### Exercise directions:
Extract every line below, verbatim.

(Point-per-instance localization data)
____________________
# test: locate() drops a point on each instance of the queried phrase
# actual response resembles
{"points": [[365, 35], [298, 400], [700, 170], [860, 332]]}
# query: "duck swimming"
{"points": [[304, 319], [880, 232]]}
____________________
### Written response:
# test: locate() drops a point on each instance of the queried phrase
# actual response resembles
{"points": [[365, 35], [298, 400], [700, 170], [860, 332]]}
# query: "duck swimming"
{"points": [[304, 319], [880, 232]]}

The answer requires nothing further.